▶ EXERCISE: Pick out each line below that contains the word "wheel", and copy those lines out in full.

▶ AVAILABLE DATA:
# # # #
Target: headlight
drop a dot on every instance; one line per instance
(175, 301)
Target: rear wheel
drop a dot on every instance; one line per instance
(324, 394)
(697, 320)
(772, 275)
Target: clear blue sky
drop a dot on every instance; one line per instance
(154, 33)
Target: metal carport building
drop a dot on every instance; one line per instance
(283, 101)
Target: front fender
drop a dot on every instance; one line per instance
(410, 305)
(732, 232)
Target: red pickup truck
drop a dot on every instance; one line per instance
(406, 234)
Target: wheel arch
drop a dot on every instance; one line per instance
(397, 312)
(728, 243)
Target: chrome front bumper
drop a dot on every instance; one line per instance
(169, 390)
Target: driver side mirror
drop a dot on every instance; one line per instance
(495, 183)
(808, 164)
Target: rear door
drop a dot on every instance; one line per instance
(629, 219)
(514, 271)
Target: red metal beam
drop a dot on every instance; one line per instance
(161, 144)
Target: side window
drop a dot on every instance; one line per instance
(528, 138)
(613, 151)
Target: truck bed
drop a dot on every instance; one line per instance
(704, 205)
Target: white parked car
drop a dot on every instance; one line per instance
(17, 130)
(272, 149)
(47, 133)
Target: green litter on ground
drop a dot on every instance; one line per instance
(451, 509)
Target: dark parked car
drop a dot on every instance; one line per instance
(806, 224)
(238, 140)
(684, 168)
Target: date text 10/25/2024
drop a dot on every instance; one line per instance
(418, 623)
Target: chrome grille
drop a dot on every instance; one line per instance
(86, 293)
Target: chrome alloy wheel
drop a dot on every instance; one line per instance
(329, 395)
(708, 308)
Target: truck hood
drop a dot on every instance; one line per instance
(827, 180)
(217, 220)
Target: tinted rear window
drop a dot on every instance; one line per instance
# # # #
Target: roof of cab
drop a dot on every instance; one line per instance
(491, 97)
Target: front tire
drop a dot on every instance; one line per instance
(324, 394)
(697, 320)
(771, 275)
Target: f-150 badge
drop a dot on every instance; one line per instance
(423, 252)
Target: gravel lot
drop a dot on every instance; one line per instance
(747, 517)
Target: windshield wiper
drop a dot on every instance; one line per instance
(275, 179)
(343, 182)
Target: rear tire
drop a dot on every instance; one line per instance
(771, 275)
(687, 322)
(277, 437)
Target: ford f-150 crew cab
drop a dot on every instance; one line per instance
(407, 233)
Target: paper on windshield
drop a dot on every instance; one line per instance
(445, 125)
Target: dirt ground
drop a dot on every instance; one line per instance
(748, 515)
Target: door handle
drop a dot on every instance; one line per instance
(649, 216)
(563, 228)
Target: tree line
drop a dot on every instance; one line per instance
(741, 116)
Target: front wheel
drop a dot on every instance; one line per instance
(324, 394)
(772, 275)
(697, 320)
# # # #
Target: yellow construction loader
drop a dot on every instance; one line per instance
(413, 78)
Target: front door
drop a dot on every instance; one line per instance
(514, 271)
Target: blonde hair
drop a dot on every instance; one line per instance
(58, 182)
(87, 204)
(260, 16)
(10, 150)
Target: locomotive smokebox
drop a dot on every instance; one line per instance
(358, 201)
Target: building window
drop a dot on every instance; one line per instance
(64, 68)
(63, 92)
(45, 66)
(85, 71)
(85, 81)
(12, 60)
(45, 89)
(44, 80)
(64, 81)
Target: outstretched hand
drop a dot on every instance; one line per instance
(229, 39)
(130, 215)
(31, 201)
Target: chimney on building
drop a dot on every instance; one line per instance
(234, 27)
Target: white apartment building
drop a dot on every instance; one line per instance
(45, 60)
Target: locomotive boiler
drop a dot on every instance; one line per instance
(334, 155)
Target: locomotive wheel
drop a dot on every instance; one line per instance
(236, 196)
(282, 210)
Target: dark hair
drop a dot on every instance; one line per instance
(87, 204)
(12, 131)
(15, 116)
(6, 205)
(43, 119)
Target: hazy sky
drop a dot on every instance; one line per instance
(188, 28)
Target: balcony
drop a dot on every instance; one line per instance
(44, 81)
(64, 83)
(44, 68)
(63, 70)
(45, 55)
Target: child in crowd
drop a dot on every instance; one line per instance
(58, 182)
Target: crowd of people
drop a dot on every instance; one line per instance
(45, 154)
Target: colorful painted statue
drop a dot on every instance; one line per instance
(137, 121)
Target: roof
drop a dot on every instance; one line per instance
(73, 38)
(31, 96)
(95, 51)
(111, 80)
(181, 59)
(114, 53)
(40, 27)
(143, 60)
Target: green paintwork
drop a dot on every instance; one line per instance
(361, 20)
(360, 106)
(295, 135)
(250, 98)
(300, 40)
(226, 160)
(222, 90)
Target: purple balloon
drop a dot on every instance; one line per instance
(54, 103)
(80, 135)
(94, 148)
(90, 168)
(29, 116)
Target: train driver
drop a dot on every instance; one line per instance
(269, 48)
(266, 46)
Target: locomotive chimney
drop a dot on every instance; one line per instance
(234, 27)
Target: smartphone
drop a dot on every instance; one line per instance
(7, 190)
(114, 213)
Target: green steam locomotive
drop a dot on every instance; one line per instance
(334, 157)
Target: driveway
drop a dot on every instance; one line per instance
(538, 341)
# # # #
▶ PROBLEM SOLUTION:
Target: rear wheel
Target: wheel arch
Target: chrome alloy wheel
Target: front wheel
Target: locomotive wheel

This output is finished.